**TESTO**.
Ma queste stridenti contraddizioni non sembrano, ahimè, preoccupare più di tanto l’opinione pubblica e, in particolare, i giovani. Pur dovendosi riconoscere l’entusiasmo, la buona fede e la sincera voglia di impegnarsi di tanti: energie che le forze politiche “tradizionali”, purtroppo, non hanno finora saputo intercettare e valorizzare.

Last but not least, mi sembrano doverose alcune parole sulla lacerazione che si è creata in una parte di quell’area del cattolicesimo italiano che – per capirci – si riconosce nel campo di sinistra – o centrosinistra come dir si voglia. Credo che nel complesso il dibattito sia avvenuto in un clima di correttezza e serenità, con qualche punta di asprezza qua e là, rimasta però isolata. Si potrebbe dire che non poteva che essere scontato che fosse così, ma in ogni caso è giusto prenderne atto positivamente. Siamo ancora qui, un po’ provati, ma – credo – tutti desiderosi di continuare a dialogare, ad ascoltarci, a costruire.

Credo però che sia opportuno riprendere in mano alcuni dei temi che il dibattito sul referendum ha suscitato. La riflessione, ad esempio, sul significato presente e futuro della democrazia, in particolare della sue modalità di funzionamento istituzionale, andrebbe ripresa se non altro per rimettere a fuoco riferimenti e concetti che ricorrono anche nel nostro piccolo – ma qualitativamente alto – dibattito.

**DATI REGISTRATI**.
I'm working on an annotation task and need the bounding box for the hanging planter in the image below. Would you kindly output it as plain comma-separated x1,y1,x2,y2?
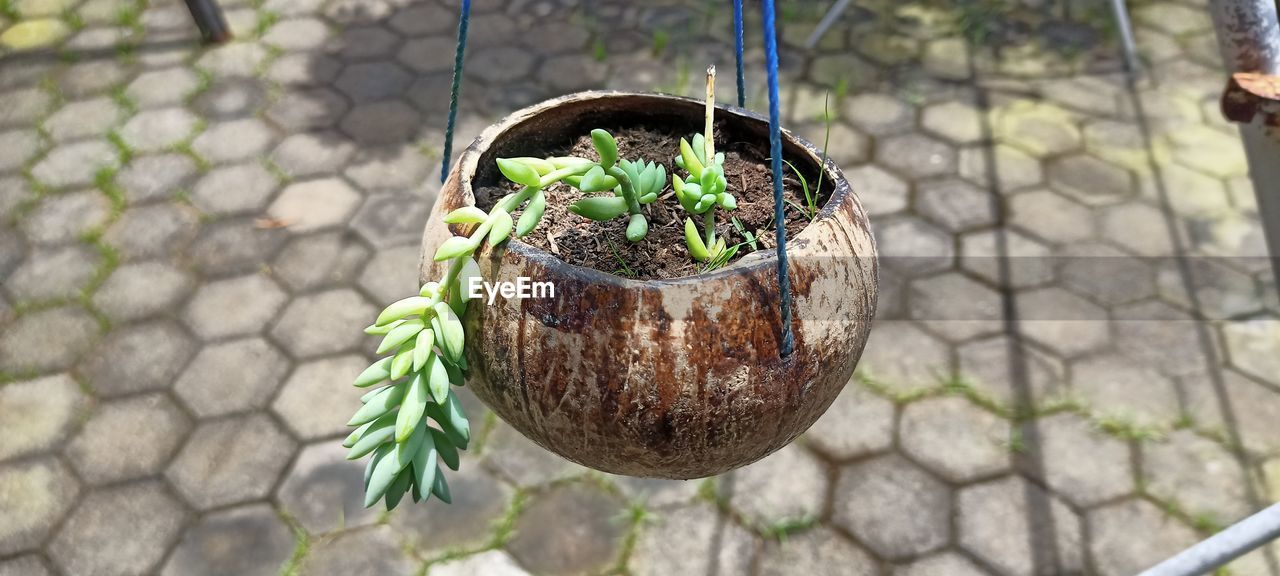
421,92,877,479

**REQUISITI DEL COMPITO**. Prosegui il testo sul dibattito referendario a partire dalla sua ultima frase.

**RISPOSTA ALL'ESERCIZIO**.
Infine, c’è da chiedersi con urgenza da dove ripartire per costruire una proposta politica che non sia in partenza velleitaria e minoritaria.

 

Sandro Campanini

 

5 Comments

  1. Concordo con l’analisi di Sandro e mi permetto di aggiungere una mia riflessione.
    Sono naturalmente molto dispiaciuta per il risultato del Referendum Costituzionale. Credo che il nostro Paese abbia perso una occasione importante per migliorare la qualità della sua vita democratica. Ma ciò che mi colpisce di più sono le motivazioni che hanno prodotto la bocciatura della Riforma. Tra chi ha votato no, una certa percentuale lo ha fatto perché, pur condividendone gli obbiettivi, riteneva che le soluzioni adottate non fossero adeguate (confuse, insufficienti, controproducenti…). E fin qui nulla da dire perché la Riforma si prestava a giudizi diversi.
    La maggior parte dei “no” però è nata da motivazioni che nulla avevano a che fare con la Riforma.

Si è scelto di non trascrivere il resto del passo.